What to do:
**a.** Print everything from "This leaves us" down to "would do that?" in the passage on John Pomfret and Outlook, copied word for word.
**b.** Answer the following from the passage on John Pomfret and Outlook:
(i) Who has taken over Outlook as of last month?
(ii) What age is given for Pomfret?
(iii) From which university does Pomfret hold bachelor's and master's degrees?

Text block:
┌────────

In other words, Outlook hired Dumb-Ass to balance off Stupid. But that’s been the shape of the “balance” in our press corps over the course of the past many years. Outlook’s discussion was dumb as a box of old rocks—and the hero tales all went one way.

This leaves us with a puzzling problem; why would anyone sully “Outlook” with such absolute nonsense? In the matter of Garrigan, why would an editor go out of his way to present such flat-out dumb writing? Here at THE HOWLER, we were ready to ask why Susan Glasser would put such absolute nonsense in print, since Glasser herself is presumably bright. But uh-oh! As of last month, John Pomfret has taken over Outlook, as we noted a few months back (see THE DAILY HOWLER, 1/29/07). Pomfret’s the person who posted this drek. But what kind of person would do that?

Indeed, the question really puzzled our analysts when they reviewed Pomfret’s background. When Pomfret was named to take over Outlook, the Post’s Martin Weil reviewed his career. Here’s an impressive, four-paragraph nugget:
WEIL (1/27/07): John Pomfret, a prize-winning reporter and foreign correspondent who has studied Chinese in China and judo in Japan and covered hot spots including Bosnia, the Congo and Afghanistan during a 25-year journalism career, was named yesterday to become editor of The Washington Post's Outlook Section.

The Post's executive editor, Leonard Downie Jr., and managing editor, Philip Bennett, called Pomfret, 47, "one of the great foreign correspondents of his generation."

Describing his tenure as The Post's correspondent in Beijing as an "extraordinary tour," the editors said Pomfret "arguably exercised an influence over coverage and perceptions of China greater than any American journalist" in the past half-century.

For the past 18 months, Pomfret, a former Fulbright scholar in Singapore who holds bachelor's and master's degrees from Stanford University, has been The Post's West Coast bureau chief. As head of Outlook, which is published Sundays and offers in-depth discussions of public issues by specialists inside and outside the newspaper, he will hold the title of associate editor.

└────────

Stored data:
┌────────

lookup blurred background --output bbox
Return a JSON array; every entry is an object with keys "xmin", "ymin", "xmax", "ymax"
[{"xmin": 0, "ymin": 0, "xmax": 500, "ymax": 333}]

└────────

Replies:
**a.**
This leaves us with a puzzling problem; why would anyone sully “Outlook” with such absolute nonsense? In the matter of Garrigan, why would an editor go out of his way to present such flat-out dumb writing? Here at THE HOWLER, we were ready to ask why Susan Glasser would put such absolute nonsense in print, since Glasser herself is presumably bright. But uh-oh! As of last month, John Pomfret has taken over Outlook, as we noted a few months back (see THE DAILY HOWLER, 1/29/07). Pomfret’s the person who posted this drek. But what kind of person would do that?

**b.**
(i) John Pomfret
(ii) 47
(iii) Stanford University